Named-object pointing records
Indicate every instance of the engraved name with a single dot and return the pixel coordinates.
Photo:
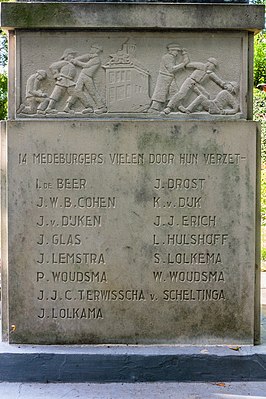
(194, 258)
(194, 295)
(189, 276)
(73, 258)
(80, 202)
(71, 313)
(73, 277)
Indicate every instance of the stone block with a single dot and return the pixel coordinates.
(131, 232)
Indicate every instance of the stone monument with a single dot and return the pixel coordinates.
(130, 210)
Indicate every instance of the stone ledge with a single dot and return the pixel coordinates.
(131, 16)
(26, 363)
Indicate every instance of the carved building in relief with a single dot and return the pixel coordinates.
(127, 81)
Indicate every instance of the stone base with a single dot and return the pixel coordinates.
(131, 364)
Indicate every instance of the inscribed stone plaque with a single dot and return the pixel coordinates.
(131, 232)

Written instruction ▸ Reproduce the items above word for word, leaving out the picture.

Response ▸
Indicate every instance of the engraved name with a single dot and return the pixel coordinates.
Photo:
(194, 258)
(194, 295)
(189, 276)
(73, 258)
(80, 202)
(71, 313)
(73, 277)
Indicate every instance of the stone block with a single dot and return the pixel coordinates.
(131, 232)
Indicate every instance of the stone monument with a single dot and return the pixel coordinates.
(130, 210)
Indicate every instance of the stone ledge with a single dot and return the pixel coordinates.
(131, 16)
(26, 363)
Indicate every instance of the carved building in relief with a single dot and return the pixel coordinates.
(127, 81)
Indicate every instance of the stone base with a single dot and return the pixel coordinates.
(131, 364)
Indicate every instance of the inscribed stone plaque with a single dot and return the pixel coordinates.
(131, 232)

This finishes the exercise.